## INSTRUCTIONS TO FOLLOW
Return every entry exactly as written, with the pictures removed.

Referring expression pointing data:
***
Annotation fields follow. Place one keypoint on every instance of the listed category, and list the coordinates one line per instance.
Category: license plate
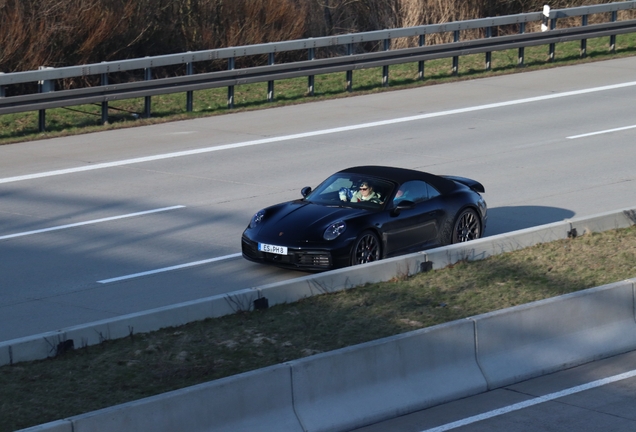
(279, 250)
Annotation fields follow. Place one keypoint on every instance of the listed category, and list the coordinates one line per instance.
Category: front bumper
(300, 259)
(308, 259)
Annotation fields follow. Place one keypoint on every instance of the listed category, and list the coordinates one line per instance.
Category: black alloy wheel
(365, 249)
(467, 227)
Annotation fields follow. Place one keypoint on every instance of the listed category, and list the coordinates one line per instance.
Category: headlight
(257, 218)
(334, 230)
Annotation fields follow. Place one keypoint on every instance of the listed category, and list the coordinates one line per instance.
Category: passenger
(365, 193)
(400, 195)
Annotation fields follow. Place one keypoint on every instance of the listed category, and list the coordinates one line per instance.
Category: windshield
(353, 190)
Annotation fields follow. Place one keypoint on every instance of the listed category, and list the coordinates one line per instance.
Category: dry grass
(147, 364)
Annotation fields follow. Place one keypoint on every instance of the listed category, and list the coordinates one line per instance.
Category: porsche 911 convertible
(364, 214)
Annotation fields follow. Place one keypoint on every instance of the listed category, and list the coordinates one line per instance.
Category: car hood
(302, 221)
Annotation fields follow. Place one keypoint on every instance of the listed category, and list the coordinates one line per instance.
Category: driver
(365, 193)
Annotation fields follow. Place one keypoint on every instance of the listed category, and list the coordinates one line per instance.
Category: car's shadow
(506, 219)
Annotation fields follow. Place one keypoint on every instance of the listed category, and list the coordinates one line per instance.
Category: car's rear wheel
(467, 227)
(365, 249)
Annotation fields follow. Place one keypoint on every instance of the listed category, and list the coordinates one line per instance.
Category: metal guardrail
(48, 98)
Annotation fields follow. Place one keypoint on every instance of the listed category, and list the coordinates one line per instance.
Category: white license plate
(279, 250)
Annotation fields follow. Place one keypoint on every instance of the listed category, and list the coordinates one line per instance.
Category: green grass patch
(127, 113)
(122, 370)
***
## WRITTEN SOLUTION
Annotation fields follow. Place one keypoint on every instance of the listed category, and list the coordinates one line per instance.
Category: license plate
(279, 250)
Annotation fields follow. Place one keypoint on every instance of the listed category, and list the coordinates one line per instance.
Category: front bumper
(300, 259)
(308, 259)
Annotation fields follow. Place one keypoint on every instance of the listed category, and list the coordinates one line per instance.
Category: black alloy wheel
(365, 249)
(467, 227)
Annotation fields follow. Place one keypoint on every instance of the listed category, and list the coordinates one line per instance.
Category: headlight
(257, 218)
(334, 230)
Annotation fields follow. Place one keypoint on every instance of the listed category, and list the coordinates one line per instance.
Category: passenger
(365, 193)
(400, 195)
Annotation fields follow. Place one keypoint on every instance of the listed category, and list the coordinates one line per instance.
Category: windshield
(353, 190)
Annotation fields follow. Place one keypoint on every instance of the listed category, and list the coordinates one line per instance.
Category: dry grass
(147, 364)
Annotation fields follow. Place one keypoint on every instance of the listed category, and list the coordinates one line per instance.
Category: porsche 911 convertible
(364, 214)
Annotation fields follow. Place one keypoint on every instance of the listed category, and list the coordinates one line per instance.
Category: car hood
(302, 221)
Annotation fields follow. Place one keypoint on every instance of the listed category, and list the coordinates one line per instance.
Category: driver
(365, 193)
Annotation fields follow. Place one keypoint on every instance of the listed category, and list the coordinates one line per instance.
Category: car's shadow
(506, 219)
Annotation fields follow. Place one keypoint on every instance of the listed category, and list the coordinates one line per instance.
Category: car's rear wheel
(467, 227)
(365, 249)
Annotation fields follow. Place one keypoint on every instance of the listed category, and list the coordinates one line per instance.
Category: metal guardrail
(48, 98)
Annotation fields follow. Place one keypoint on every instance of the listed category, and list the coordinates one line per instance.
Category: white license plate
(279, 250)
Annotation fields follow. Place one keypoint on every instance of the listed category, and list the coordinates one line per instance.
Category: green grass patch
(127, 113)
(122, 370)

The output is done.